━━━━━ Source ━━━━━

Search

US-12626159-B2 - Music recommendation method and apparatus

US12626159B2US 12626159 B2US12626159 B2US 12626159B2US-12626159-B2

Abstract

A music recommendation method and apparatus are provided, to determine an attention mode of a user in a complex environment by using viewpoint information of the user, thereby more precisely implementing music matching. According to a first aspect, a music recommendation method is provided. The method includes: receiving visual data of a user (S 501 ); obtaining at least one attention unit and attention duration of the at least one attention unit based on the visual data (S 502 ); determining an attention mode of the user based on the attention duration of the at least one attention unit (S 503 ); and determining recommended music information based on the attention mode (S 504 ).

Inventors

  • Shu Fang
  • Libin Zhang

Assignees

  • HUAWEI TECHNOLOGIES CO., LTD.

Dates

Publication Date
20260512
Application Date
20230227

Claims (17)

━━━━━

• [Objective A]: Restate the patent page starting at "US12626159B2US 12626159 B2US12626159" and stopping after "mode (S 504 ).", swapping each "attention mode" for "focus pattern".

━━━━━ Input ━━━━━

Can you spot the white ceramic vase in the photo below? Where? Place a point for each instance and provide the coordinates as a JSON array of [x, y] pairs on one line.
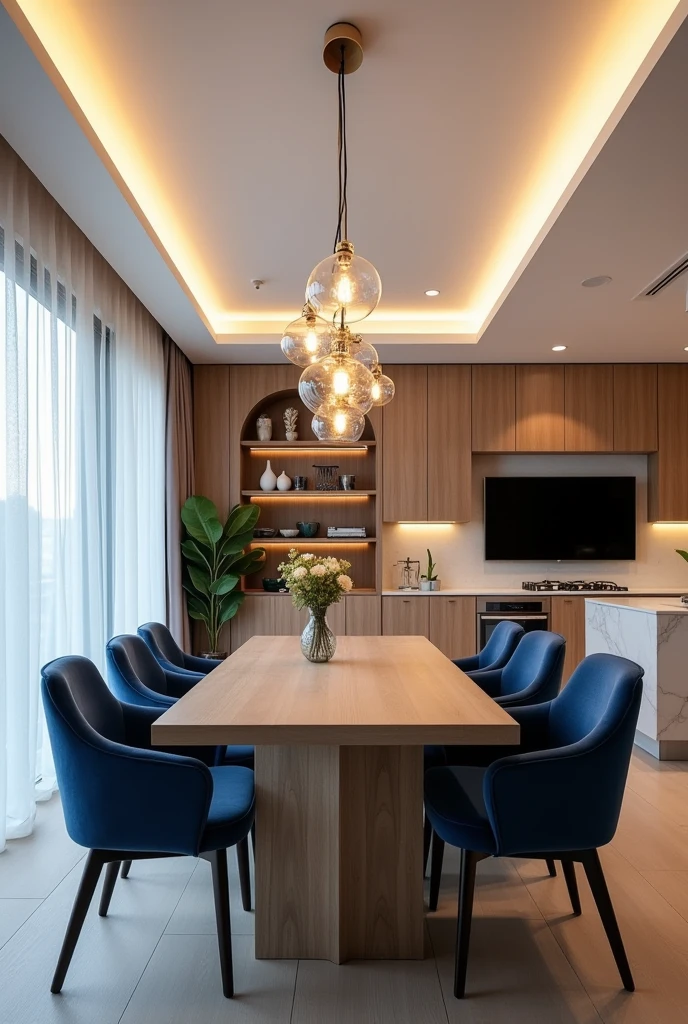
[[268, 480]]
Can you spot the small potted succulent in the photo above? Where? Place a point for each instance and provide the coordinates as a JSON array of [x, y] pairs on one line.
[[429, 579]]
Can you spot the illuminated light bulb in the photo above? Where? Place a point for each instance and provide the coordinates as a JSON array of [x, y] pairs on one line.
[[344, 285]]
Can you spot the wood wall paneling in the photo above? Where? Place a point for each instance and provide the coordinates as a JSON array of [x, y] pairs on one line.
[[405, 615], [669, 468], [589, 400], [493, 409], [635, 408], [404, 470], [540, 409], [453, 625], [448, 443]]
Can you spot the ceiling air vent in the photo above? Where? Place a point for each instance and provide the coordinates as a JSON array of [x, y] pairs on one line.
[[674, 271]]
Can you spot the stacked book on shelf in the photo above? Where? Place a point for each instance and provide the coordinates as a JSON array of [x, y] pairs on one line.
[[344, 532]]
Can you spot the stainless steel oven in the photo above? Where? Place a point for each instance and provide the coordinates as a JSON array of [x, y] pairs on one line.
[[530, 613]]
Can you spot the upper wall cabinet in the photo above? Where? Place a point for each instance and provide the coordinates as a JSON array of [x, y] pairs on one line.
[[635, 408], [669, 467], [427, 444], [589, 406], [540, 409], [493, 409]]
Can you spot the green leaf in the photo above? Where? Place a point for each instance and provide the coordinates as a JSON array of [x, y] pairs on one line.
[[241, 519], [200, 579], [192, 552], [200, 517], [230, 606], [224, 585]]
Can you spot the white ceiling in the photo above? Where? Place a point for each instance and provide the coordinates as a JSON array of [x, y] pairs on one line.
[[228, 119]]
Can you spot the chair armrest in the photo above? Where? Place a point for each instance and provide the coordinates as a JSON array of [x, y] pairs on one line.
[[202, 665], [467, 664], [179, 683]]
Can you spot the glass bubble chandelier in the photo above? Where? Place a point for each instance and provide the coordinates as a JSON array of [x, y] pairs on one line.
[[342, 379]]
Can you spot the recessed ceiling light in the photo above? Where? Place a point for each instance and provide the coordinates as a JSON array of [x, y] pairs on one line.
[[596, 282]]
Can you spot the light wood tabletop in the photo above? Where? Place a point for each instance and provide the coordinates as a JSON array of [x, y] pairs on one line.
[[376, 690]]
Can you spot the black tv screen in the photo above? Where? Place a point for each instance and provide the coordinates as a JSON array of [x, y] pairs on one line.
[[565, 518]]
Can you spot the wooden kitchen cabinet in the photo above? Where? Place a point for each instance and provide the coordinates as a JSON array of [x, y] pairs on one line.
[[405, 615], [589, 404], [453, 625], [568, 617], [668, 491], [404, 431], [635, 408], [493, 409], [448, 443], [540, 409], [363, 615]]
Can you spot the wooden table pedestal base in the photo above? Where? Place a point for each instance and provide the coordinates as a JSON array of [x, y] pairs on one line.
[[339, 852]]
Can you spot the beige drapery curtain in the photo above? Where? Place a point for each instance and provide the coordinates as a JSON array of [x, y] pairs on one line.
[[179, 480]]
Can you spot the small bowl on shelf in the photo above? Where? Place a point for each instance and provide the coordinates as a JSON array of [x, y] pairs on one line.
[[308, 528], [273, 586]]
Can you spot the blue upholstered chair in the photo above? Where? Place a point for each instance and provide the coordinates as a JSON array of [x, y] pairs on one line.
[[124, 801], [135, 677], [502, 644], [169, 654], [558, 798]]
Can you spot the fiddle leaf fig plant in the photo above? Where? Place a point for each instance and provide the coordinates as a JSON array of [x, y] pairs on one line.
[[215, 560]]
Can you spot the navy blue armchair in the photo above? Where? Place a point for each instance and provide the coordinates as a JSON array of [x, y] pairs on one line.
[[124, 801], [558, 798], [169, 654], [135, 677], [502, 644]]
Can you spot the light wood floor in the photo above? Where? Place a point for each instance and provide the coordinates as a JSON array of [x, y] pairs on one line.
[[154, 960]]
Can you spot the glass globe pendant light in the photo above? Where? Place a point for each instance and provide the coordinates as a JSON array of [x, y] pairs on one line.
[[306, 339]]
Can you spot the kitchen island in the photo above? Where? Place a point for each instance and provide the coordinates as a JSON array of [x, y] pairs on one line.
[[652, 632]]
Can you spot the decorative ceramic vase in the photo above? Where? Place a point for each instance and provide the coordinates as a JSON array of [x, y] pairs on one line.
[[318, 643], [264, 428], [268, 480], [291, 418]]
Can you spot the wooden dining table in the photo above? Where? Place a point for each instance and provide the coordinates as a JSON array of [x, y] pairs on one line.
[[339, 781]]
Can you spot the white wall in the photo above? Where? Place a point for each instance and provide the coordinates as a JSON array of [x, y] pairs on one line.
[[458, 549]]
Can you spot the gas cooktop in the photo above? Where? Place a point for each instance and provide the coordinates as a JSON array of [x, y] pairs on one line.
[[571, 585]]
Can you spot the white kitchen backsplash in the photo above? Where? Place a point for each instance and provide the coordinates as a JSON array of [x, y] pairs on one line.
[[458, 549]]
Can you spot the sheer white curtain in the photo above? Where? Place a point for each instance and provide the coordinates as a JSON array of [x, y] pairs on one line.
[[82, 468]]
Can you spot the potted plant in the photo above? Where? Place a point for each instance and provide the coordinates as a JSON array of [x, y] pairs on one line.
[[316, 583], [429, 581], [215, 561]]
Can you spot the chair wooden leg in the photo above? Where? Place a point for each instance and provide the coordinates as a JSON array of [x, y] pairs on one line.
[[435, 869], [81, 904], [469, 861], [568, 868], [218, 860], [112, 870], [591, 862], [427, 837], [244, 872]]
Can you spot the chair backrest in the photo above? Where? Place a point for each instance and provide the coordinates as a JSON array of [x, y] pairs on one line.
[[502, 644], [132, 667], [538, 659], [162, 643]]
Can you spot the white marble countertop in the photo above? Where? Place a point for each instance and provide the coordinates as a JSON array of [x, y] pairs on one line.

━━━━━

• [Objective B]: Pull out every line of the listing that contains the string "potted", matching case exactly.

• [Expected answer A]:
US12626159B2US 12626159 B2US12626159 B2US 12626159B2US-12626159-B2

Abstract

A music recommendation method and apparatus are provided, to determine an focus pattern of a user in a complex environment by using viewpoint information of the user, thereby more precisely implementing music matching. According to a first aspect, a music recommendation method is provided. The method includes: receiving visual data of a user (S 501 ); obtaining at least one attention unit and attention duration of the at least one attention unit based on the visual data (S 502 ); determining an focus pattern of the user based on the attention duration of the at least one attention unit (S 503 ); and determining recommended music information based on the focus pattern (S 504 ).

• [Expected answer B]:
Can you spot the small potted succulent in the photo above? Where? Place a point for each instance and provide the coordinates as a JSON array of [x, y] pairs on one line.
Can you spot the potted plant in the photo above? Where? Place a point for each instance and provide the coordinates as a JSON array of [x, y] pairs on one line.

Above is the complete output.